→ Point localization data
####################

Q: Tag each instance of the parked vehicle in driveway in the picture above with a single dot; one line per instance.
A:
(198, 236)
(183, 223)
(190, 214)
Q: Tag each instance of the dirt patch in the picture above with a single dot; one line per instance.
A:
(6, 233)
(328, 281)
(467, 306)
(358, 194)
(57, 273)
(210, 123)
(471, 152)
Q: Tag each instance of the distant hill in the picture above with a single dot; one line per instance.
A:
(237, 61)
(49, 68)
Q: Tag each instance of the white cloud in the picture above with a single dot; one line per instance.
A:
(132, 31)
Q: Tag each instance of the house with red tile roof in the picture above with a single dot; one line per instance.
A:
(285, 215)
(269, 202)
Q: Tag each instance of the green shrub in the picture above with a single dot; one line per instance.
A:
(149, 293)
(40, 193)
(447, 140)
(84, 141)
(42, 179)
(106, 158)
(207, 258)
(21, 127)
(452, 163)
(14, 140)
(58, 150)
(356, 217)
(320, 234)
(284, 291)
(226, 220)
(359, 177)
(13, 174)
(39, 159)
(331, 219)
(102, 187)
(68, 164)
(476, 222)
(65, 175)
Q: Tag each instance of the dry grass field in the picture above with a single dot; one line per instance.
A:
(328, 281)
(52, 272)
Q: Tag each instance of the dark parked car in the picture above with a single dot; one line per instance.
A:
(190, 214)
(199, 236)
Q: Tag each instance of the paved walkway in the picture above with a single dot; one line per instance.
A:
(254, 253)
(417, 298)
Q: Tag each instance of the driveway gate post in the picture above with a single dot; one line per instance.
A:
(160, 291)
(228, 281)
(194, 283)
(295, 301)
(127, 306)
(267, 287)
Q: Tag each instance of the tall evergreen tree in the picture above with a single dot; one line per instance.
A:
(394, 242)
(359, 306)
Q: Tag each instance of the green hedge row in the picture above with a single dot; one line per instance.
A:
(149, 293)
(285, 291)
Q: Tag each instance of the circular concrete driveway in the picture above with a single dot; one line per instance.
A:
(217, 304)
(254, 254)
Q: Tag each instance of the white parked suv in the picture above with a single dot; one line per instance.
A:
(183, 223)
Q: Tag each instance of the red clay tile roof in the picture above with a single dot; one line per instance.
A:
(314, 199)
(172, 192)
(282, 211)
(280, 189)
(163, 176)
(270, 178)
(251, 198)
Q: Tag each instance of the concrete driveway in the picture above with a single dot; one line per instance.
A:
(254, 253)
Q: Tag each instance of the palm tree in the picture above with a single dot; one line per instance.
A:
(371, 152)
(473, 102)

####################

→ WHAT TO DO
From the line that holds "Q: Tag each instance of the circular" to the last line of the records above, print each line exactly. Add nothing else.

→ OUTPUT FOR THIS EXERCISE
Q: Tag each instance of the circular concrete driveway in the picture above with a single dot; one line per instance.
A:
(217, 304)
(254, 254)
Q: Tag each instance of the white parked suv in the picture above with a single dot; one line per instance.
A:
(183, 223)
Q: Tag each instance of the red clay tile roof in the picture above with a single dot; one line per instance.
A:
(314, 199)
(172, 192)
(282, 211)
(280, 189)
(163, 176)
(270, 178)
(251, 198)
Q: Tag each instance of the concrete driveway in the picture above with a single dot; one line per instance.
A:
(254, 253)
Q: Tag each instance of the palm tree in the picture above with a single dot; one line per instance.
A:
(371, 152)
(473, 102)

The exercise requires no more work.